> **TASK BRIEF**:
From the first line of the records below through the line containing "# locate the serrated", copy everything exactly and nothing more.

[Start of section]

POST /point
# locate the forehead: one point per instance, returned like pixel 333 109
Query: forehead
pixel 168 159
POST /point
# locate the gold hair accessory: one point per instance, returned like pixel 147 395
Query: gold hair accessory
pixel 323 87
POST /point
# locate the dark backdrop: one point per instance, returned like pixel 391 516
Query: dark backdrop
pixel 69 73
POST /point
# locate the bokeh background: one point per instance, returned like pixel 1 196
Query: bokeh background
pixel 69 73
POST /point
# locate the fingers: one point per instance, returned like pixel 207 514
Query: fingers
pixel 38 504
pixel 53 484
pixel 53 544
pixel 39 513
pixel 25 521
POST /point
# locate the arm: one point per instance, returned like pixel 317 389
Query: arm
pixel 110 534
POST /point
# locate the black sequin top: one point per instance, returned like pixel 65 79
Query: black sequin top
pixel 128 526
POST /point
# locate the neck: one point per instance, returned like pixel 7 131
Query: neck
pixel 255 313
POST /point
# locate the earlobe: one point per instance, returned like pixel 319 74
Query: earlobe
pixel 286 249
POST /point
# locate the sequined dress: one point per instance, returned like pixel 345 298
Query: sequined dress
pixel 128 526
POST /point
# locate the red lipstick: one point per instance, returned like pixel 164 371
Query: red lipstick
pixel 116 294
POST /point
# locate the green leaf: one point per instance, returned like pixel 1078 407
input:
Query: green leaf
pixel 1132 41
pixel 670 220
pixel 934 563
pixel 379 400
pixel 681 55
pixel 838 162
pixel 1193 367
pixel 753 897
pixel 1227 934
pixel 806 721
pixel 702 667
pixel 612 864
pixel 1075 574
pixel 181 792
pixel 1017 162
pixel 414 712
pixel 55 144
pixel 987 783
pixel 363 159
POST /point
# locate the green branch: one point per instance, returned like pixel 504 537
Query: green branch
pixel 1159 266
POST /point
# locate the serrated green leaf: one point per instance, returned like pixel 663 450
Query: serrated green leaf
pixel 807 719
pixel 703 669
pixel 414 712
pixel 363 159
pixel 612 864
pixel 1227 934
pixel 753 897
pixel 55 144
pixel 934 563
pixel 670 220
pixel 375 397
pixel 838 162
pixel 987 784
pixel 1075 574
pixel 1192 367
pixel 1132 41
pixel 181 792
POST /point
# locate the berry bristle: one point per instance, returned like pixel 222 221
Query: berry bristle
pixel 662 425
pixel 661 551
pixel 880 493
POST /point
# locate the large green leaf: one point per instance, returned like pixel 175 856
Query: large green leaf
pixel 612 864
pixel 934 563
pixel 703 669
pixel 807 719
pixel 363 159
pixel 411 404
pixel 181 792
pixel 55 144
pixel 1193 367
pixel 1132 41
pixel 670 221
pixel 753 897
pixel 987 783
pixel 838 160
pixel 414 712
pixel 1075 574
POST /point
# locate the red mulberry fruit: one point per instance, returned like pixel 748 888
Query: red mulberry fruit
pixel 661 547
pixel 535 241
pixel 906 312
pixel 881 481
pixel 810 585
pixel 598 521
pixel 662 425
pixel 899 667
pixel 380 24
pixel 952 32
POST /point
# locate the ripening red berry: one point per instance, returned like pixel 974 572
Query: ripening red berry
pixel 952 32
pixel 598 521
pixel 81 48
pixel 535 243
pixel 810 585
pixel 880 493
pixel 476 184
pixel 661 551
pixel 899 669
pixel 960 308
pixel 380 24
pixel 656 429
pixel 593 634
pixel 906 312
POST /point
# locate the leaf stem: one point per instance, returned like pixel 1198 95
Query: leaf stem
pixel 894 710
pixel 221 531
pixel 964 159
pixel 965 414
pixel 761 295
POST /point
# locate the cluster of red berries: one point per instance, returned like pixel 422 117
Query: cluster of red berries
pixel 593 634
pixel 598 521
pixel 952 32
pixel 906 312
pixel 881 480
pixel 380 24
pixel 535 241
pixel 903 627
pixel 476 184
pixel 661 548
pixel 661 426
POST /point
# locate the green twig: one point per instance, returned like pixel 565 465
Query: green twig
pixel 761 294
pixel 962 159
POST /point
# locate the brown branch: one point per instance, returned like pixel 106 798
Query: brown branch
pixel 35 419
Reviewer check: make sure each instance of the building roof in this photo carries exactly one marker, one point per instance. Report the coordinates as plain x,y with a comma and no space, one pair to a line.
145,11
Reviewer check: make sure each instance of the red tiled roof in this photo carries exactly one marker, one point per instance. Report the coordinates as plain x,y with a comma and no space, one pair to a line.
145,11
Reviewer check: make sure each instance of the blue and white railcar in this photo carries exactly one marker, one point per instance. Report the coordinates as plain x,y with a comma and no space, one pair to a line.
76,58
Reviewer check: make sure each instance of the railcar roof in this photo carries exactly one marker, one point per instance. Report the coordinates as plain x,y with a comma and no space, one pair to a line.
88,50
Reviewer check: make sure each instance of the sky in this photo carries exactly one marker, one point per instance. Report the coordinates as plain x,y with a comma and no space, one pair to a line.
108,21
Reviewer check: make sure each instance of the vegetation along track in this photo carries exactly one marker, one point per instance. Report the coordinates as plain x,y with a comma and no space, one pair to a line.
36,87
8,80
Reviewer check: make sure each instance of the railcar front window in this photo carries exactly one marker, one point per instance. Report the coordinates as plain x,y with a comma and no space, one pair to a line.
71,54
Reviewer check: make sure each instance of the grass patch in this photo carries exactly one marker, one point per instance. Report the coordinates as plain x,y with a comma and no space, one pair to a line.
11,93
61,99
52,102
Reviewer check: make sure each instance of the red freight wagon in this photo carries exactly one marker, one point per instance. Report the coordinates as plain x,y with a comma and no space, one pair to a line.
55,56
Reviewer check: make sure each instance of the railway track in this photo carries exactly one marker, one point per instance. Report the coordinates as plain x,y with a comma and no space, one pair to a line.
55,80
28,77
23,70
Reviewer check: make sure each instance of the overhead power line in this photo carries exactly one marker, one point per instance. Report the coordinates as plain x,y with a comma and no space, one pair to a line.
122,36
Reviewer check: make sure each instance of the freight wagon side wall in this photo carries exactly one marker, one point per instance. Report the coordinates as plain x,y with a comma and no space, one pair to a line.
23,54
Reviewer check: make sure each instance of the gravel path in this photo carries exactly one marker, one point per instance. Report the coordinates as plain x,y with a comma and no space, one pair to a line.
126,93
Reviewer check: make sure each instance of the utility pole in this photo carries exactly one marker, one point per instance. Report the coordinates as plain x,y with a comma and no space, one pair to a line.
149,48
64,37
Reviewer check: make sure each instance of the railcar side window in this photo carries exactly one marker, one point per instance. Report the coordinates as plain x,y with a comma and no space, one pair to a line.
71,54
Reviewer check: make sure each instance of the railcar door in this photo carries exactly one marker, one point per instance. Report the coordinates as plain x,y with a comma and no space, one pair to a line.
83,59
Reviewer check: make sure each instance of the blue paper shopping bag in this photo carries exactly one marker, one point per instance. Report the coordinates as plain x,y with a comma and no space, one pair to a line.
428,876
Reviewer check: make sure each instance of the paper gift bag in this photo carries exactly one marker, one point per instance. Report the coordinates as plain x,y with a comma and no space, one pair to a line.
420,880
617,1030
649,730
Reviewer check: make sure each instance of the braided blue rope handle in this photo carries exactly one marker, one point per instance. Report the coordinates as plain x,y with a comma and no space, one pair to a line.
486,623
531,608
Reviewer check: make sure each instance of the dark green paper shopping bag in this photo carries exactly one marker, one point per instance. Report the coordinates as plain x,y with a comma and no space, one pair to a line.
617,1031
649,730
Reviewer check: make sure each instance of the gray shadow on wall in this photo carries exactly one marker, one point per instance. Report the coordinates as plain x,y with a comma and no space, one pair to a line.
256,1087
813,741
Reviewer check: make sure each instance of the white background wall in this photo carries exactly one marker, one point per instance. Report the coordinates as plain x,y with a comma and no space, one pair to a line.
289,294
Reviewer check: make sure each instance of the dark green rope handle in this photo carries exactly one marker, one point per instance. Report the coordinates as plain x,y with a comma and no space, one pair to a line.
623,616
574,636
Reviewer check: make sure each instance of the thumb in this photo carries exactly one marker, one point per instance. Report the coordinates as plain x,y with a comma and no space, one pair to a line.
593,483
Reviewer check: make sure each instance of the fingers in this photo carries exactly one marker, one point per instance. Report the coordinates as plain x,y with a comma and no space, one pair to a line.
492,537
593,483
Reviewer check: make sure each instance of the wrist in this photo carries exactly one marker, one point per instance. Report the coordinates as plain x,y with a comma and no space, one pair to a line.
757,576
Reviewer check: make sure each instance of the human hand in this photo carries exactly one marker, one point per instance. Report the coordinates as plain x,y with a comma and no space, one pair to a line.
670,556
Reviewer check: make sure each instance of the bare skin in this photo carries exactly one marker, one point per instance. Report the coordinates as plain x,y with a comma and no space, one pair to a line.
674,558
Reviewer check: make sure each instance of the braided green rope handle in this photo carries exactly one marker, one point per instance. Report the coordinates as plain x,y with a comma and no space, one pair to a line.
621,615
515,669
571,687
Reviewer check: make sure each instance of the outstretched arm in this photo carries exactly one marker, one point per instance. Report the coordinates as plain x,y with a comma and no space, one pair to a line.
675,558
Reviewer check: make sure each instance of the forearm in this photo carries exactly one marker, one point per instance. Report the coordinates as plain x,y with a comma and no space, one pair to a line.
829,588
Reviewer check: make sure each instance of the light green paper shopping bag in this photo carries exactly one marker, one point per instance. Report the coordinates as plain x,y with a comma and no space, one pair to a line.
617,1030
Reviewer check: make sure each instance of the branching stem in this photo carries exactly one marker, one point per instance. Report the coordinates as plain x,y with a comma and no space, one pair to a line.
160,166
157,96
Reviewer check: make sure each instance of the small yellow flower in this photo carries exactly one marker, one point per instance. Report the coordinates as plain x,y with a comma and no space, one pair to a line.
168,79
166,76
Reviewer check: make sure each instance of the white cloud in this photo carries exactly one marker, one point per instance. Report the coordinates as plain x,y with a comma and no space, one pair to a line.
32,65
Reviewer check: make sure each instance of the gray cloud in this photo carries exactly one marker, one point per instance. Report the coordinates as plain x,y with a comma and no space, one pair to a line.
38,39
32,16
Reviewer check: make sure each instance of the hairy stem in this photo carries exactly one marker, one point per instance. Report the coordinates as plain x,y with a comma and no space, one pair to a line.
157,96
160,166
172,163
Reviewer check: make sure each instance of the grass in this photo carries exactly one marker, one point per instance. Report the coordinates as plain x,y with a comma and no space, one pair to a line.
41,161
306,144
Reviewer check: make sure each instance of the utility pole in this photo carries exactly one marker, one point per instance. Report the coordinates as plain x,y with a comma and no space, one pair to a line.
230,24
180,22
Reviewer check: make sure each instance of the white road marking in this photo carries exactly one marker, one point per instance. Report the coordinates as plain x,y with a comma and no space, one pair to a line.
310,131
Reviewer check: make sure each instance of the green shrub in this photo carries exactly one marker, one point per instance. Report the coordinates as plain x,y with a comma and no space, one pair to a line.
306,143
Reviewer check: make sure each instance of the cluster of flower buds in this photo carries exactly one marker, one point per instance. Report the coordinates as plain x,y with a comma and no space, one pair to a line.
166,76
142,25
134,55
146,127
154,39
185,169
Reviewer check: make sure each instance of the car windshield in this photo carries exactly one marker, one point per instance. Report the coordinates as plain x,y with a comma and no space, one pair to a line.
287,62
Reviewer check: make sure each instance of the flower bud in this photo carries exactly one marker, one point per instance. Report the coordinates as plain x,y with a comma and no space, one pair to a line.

[End of section]

> **RESPONSE AREA**:
POST /point
# locate the forehead: one point per instance, returned like pixel 333 109
Query: forehead
pixel 168 159
POST /point
# locate the gold hair accessory: one point per instance, returned like pixel 147 395
Query: gold hair accessory
pixel 323 87
POST /point
# locate the dark backdrop: one point per instance, returned like pixel 391 516
Query: dark backdrop
pixel 69 73
POST /point
# locate the bokeh background: one point per instance, returned like pixel 1 196
Query: bokeh background
pixel 69 73
POST /point
# locate the fingers: one point per instance, returned like pixel 207 514
Query: fingers
pixel 38 504
pixel 53 484
pixel 53 544
pixel 39 513
pixel 25 521
POST /point
# locate the arm: one point per instance, returned like pixel 317 389
Query: arm
pixel 110 534
POST /point
# locate the black sequin top: one point per instance, returned like pixel 65 79
Query: black sequin top
pixel 128 526
POST /point
# locate the neck: one point per instance, returned like pixel 7 131
Query: neck
pixel 255 313
POST /point
# locate the earlobe: one point per instance, returned like pixel 319 74
Query: earlobe
pixel 286 249
POST /point
# locate the sequined dress: one point per instance, returned like pixel 345 298
Query: sequined dress
pixel 128 526
POST /point
# locate the red lipstick: one point per instance, returned like pixel 164 371
Query: red lipstick
pixel 116 294
POST /point
# locate the green leaf: one point per instance, returned like pixel 1078 407
input:
Query: green leaf
pixel 1132 41
pixel 670 220
pixel 934 563
pixel 379 400
pixel 681 55
pixel 838 162
pixel 1193 367
pixel 753 897
pixel 1227 934
pixel 806 721
pixel 702 667
pixel 612 864
pixel 1075 574
pixel 181 792
pixel 1017 162
pixel 414 712
pixel 55 144
pixel 987 783
pixel 363 159
POST /point
# locate the green branch: one point per instance, returned like pixel 504 537
Query: green branch
pixel 1159 266
POST /point
# locate the serrated green leaf: one point per instance, returned like pixel 663 450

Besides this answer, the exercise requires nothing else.